### Page extract:
───

Bioeffects and Safety of Ultrasound in Obstetrics

Summary of Key Points

Obstetric ultrasound should only be performed with a clear indication, with calibrated machines, and by proficient professionals.
Know the specific machine being used (what causes increase in output power).
Keep the examination as short as possible and use the lowest possible output power but compatible with arriving at the correct diagnosis (as low as reasonably achievable [ALARA] principle).
Keep track of the onscreen thermal index (TI) and mechanical index (MI).
Keep the TI under 1.
Keep the MI under 1.
Start the scan at low power output and increase power only if necessary.
It is preferable to use gain compensation over increasing output power.
Be very cautious when using Doppler in the first trimester or in the immediate vicinity of bone.

More than half a century of extensive use in clinical obstetric and radiologic practice has shown that diagnostic ultrasound does not cause major abnormalities in the fetus. Ultrasound, however, is a form of energy and clinicians must consider whether subtle effects are possible when such energy penetrates living tissues. Although some effects have been described in animals, no immediate human correlation can be made. Conversely, “no effects detected so far” does not necessarily means “no effect.” Only large, epidemiologic studies can solve this problem. In the United States, most women who receive prenatal care are referred for at least one ultrasound scan; in many other countries, almost 100% of these women are exposed to ultrasound. In reproductive endocrinology, numerous scans are performed on the ovaries (and the follicles) and the very early developing embryo or fetus. Furthermore, multiple examinations are often performed during pregnancy, with or without clear indication. Because of this near-universal exposure of pregnant women and their unborn children to ultrasound, given its tremendous diagnostic value, the issues of possible effects and safety need to be addressed. The issue of whether short-term or long-term adverse bioeffects to the fetus may result from exposure to ultrasound has been raised since the beginning of the clinical use of this modality.

───

### Required work:
#1 From the obstetric ultrasound safety text, set down the passage starting at "Keep the TI" and ending at "increasing output power.", word for word.
#2 According to the first key point in the obstetric ultrasound safety text, which conditions should be met before obstetric ultrasound is performed? List all of them.
#3 Write what comes next in the obstetric ultrasound safety text, picking up after its final sentence.
The listing has no connection to the obstetric ultrasound safety text.

───

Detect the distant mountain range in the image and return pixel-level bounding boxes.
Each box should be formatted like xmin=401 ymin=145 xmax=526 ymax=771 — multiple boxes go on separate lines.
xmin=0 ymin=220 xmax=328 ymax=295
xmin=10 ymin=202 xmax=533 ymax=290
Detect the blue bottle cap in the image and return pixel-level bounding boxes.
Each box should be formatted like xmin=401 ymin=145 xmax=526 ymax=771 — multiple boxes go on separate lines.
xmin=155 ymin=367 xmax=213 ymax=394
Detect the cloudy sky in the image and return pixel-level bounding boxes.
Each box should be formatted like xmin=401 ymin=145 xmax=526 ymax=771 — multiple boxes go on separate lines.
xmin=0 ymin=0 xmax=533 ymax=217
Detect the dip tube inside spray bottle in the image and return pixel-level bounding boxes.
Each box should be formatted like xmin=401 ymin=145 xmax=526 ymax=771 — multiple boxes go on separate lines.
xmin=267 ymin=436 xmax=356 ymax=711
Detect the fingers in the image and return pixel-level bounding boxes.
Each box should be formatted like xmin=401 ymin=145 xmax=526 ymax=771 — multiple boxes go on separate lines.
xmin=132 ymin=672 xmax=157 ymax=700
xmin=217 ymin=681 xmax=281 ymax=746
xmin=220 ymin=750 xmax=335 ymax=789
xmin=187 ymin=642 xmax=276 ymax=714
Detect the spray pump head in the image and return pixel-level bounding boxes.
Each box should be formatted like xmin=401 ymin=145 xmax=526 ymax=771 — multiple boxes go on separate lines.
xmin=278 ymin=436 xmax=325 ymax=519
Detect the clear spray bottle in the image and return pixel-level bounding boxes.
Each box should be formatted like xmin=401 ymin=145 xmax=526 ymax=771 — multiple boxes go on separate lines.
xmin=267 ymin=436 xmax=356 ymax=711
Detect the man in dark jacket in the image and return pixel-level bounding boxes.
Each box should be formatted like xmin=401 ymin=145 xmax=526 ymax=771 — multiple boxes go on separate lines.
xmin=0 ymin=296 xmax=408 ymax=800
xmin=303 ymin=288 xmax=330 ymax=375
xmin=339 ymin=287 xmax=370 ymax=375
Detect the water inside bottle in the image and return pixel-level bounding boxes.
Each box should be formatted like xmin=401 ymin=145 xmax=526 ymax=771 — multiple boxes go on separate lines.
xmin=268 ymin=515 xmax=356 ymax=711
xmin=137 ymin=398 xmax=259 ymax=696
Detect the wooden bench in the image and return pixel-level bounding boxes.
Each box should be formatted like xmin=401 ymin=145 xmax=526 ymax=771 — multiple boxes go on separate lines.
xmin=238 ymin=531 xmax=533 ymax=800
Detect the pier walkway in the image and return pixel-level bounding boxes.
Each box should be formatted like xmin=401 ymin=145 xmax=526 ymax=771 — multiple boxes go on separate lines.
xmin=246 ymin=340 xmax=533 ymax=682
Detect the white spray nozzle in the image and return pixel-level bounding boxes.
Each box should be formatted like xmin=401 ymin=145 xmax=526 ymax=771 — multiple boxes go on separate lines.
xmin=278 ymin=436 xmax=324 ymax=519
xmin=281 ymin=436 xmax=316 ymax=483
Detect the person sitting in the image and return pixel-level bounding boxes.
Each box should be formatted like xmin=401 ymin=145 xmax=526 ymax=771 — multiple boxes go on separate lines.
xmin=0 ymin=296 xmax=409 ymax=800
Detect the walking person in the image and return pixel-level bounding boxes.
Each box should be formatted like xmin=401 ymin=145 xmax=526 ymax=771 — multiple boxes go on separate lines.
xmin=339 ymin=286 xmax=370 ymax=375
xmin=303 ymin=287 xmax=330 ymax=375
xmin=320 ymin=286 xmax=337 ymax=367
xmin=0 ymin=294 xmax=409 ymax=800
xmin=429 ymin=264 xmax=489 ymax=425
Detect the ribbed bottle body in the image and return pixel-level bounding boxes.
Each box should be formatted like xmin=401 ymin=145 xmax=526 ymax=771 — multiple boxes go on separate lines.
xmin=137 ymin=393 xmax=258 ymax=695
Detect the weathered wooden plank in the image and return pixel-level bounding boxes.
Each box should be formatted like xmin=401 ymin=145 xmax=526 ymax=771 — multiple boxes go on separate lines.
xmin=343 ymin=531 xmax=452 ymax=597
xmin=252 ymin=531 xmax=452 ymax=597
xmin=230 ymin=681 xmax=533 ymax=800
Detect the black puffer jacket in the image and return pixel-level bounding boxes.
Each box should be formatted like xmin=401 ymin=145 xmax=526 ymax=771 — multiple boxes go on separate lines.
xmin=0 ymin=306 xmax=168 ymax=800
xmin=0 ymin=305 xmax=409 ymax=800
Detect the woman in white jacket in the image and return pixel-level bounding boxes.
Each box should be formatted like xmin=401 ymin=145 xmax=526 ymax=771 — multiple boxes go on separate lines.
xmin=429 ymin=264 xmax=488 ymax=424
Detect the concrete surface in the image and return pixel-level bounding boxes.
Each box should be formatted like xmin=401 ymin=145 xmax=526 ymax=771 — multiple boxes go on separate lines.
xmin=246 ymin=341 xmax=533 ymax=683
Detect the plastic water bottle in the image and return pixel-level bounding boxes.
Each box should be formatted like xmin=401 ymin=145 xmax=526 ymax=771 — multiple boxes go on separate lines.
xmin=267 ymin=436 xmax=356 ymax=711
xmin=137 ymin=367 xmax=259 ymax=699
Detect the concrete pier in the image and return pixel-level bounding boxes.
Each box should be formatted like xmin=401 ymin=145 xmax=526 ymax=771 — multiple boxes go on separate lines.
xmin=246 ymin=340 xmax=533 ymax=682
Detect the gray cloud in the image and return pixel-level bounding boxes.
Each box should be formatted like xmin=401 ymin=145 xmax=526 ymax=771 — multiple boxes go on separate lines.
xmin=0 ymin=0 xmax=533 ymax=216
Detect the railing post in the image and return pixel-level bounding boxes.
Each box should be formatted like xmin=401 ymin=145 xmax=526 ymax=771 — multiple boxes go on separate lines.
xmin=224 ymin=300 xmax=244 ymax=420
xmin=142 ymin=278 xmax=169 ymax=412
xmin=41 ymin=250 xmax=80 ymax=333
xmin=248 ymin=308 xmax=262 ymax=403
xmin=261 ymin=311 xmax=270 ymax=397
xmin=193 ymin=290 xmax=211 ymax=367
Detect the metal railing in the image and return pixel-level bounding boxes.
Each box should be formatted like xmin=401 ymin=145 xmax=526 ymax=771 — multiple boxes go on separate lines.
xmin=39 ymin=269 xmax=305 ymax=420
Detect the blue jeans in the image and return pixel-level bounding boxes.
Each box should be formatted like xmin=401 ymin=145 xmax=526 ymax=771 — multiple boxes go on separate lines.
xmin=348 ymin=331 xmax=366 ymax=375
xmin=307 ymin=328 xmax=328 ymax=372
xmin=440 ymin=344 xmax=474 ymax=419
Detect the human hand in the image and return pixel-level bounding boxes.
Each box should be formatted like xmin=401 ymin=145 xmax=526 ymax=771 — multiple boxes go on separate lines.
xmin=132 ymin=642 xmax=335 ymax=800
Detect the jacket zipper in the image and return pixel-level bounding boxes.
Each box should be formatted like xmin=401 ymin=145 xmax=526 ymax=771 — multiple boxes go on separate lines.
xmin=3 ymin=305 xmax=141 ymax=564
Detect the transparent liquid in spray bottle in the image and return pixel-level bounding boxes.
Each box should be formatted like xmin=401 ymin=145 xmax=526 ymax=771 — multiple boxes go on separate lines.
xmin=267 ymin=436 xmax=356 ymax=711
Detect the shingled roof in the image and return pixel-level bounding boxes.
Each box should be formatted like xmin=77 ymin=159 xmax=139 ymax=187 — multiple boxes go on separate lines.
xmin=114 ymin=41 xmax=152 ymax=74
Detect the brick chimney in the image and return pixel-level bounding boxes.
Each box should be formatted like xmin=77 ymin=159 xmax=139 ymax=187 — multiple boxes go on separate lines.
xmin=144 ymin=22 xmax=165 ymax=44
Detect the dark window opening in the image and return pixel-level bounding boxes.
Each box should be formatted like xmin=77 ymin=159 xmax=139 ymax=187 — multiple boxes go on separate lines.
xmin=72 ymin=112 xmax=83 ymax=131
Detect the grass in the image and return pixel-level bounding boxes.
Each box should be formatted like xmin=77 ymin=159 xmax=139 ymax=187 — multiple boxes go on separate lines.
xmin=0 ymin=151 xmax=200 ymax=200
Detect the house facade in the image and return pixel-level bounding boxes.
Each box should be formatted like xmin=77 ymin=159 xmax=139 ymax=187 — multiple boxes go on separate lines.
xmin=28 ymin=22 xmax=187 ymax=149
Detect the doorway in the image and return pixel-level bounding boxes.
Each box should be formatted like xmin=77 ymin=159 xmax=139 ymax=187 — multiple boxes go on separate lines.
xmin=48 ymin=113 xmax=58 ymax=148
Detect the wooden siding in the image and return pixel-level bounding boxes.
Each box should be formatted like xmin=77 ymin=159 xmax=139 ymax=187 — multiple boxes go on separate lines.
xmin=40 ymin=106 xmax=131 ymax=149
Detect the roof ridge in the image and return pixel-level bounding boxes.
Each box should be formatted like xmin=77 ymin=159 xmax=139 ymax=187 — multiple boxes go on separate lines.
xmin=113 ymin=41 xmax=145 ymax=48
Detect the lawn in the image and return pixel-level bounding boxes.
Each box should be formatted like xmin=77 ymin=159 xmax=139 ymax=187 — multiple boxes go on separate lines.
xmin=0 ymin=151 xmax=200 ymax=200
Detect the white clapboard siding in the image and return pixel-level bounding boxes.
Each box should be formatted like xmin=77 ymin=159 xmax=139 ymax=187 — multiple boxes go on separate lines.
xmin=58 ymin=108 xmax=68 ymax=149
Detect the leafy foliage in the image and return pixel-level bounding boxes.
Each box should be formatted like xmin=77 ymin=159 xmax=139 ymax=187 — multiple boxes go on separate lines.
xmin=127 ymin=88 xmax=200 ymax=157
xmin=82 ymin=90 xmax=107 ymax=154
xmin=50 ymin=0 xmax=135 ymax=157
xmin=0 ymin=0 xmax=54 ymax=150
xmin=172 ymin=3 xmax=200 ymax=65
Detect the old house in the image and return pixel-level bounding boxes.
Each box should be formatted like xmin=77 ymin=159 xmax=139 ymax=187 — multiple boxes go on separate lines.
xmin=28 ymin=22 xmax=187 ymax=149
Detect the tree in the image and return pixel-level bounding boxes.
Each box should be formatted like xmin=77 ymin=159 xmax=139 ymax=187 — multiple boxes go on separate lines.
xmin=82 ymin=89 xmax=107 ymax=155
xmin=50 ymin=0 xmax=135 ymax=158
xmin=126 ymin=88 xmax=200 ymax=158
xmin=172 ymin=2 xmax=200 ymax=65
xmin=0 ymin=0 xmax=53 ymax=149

───

### Answers to each task:
#1
Keep the TI under 1.
Keep the MI under 1.
Start the scan at low power output and increase power only if necessary.
It is preferable to use gain compensation over increasing output power.

#2
- A clear indication
- Calibrated machines
- Proficient professionals

#3
It is well established that under certain conditions, ultrasound can have undesirable side effects. This and the issue of safety have been discussed extensively in the literature. Two conflicting points need clarification: (1) to date, no evidence has been found of harmful effects of ultrasound in humans at clinical exposure levels, but (2) all available published epidemiologic data are from before 1992. Since then, acoustic output of diagnostic systems for fetal use was increased by a factor of almost 8, from 94 mW/cm ² to 720 mW/cm ² , and, in reality, a factor of 16 (from 46 mW/cm ² ) based on earlier regulations. Additional concerns follow:

An increasing number of fetuses in the first trimester, a time of maximal susceptibility to external insults, are exposed to ultrasound, particularly spectral Doppler.
“Entertainment” ultrasound, scanning to obtain pictures or videos of the fetus (fetal “keepsake” videos) without a medical indication has burgeoned despite calls for avoidance of unnecessary exposure.
Clinical users of obstetric ultrasound appear to have limited knowledge and awareness of bioeffects and safety.

Thus the main goals of this chapter are as follows:

1
Summarize the literature on bioeffects in experimental settings as well as the available knowledge on bioeffects in the human fetus.
2
Analyze changes that occurred over time in energy levels of ultrasound machines and the regulations involved.
3
Describe how manipulation of many instrument controls alters acoustic energy and thus exposure.
4
Educate sonographers and physicians on how best to minimize fetal exposure without sacrificing diagnostic quality.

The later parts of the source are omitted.